Aim - In the mailing list post about MCollective ping times, how many replies did client 2 receive?

Text provided -
* * * * * * *

I currently have two different MQ's running, one activeMQ running on a
node and a rabbitMQ on a different one.
 If I switch my mcollective servers from one broker to another and do
a 'mco ping' while the nodes are registering with the other broker I
hit a threshold somewhere.

Scenario:

I start a 'mco ping' from 2 clients simultaneously. Each client
registered to a different broker.   Both can successfully do a ping to
all  nodes.

client 1 -

199.49 ms
238.21 ms
275.27 ms
312.39 ms
350.79 ms
387.84 ms
[...]
2624.43 ms
2993.36 ms

---- ping statistics ----
50 replies max: 2993.36 min: 199.49 avg: 1030.95

client 2 -

469.72 ms
492.41 ms
516.31 ms
541.34 ms
638.03 ms
664.93 ms
[...]
4254.50 ms
4276.60 ms

---- ping statistics ----
160 replies max: 4276.60 min: 469.72 avg: 2414.46

The command does complete and ping times start way lower. I found some
nodes with <512 Mb ram.  Could it be possible that these are causing
problem because they are swapping and do not respond quick enough and
somehow that reply gets lost in translation causing the mechanism to
break?

If I do a 'mco rpc service status service=ssh' on both clients

client 1 -

Determining the amount of hosts matching filter for 2 seconds .... 50

 * [ ============================================================> ] 50 / 50


client 2 -

Determining the amount of hosts matching filter for 2 seconds ....
warn: Could not decrypt message from client: #<Class:0x7f16ac7ba268>:
execution expired
warn: Ignoring a message that did not pass security validations

I'm adjusting my manifest to ensure the mcollective service is not
running on nodes < 512 ram.

2012/6/8 R.I.Pienaar <r...@devco.net>:
>
>
> ----- Original Message -----
>> From: "Martin Willemsma" <mwillem...@gmail.com>
>> To: puppet-users@googlegroups.com
>> Sent: Friday, June 8, 2012 7:11:39 AM
>> Subject: Re: [Puppet Users] MCollective not all nodes answer to commands 
>> when using aes_security plugin
>>
>> Thanks for your response.

* * * * * * *

Record excerpts -
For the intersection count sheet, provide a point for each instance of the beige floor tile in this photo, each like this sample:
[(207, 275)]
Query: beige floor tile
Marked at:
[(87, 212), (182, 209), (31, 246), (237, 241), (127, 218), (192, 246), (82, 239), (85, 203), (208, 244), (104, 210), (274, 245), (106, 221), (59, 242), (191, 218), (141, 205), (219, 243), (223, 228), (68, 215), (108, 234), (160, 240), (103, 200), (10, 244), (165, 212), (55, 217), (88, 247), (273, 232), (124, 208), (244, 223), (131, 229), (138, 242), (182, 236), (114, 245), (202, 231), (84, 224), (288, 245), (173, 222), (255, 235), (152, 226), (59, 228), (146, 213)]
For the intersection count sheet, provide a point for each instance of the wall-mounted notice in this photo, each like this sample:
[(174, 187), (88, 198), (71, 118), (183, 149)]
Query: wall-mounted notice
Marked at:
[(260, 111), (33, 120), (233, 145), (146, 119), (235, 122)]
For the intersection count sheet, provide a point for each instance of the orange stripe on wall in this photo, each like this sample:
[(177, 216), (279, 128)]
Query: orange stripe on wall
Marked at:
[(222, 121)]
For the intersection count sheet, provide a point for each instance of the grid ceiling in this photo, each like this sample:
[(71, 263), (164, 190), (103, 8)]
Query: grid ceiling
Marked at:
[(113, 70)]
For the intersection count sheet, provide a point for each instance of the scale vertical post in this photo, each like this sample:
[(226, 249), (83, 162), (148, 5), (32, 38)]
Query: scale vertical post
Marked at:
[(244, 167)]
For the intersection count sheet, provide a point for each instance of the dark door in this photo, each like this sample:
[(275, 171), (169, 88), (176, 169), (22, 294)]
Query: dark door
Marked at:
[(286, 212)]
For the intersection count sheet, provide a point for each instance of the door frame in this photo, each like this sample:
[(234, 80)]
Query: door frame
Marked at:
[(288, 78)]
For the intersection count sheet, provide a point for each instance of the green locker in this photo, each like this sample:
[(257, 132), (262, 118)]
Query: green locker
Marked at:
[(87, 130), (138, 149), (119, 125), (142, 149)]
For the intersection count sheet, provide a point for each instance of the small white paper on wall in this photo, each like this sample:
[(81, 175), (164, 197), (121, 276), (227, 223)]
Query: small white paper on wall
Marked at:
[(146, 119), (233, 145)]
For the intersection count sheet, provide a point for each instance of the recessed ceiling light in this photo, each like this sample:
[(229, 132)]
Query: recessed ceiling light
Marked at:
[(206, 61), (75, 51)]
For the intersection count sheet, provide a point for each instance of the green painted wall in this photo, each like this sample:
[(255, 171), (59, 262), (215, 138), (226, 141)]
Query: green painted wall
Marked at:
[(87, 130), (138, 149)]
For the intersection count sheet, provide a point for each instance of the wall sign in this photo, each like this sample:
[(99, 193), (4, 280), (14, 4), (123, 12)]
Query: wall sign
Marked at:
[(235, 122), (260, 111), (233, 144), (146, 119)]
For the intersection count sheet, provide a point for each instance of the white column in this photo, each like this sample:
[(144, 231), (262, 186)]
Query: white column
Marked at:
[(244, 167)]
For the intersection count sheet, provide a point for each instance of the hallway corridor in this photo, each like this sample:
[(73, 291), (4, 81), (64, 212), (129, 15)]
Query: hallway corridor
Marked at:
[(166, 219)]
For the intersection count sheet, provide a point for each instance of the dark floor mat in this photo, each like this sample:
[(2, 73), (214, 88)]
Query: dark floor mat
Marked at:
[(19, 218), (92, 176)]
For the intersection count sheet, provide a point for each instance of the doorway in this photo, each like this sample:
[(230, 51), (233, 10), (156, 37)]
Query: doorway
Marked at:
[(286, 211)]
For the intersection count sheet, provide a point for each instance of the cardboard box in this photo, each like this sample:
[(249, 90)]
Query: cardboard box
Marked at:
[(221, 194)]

* * * * * * *

Expected answer - 160 replies.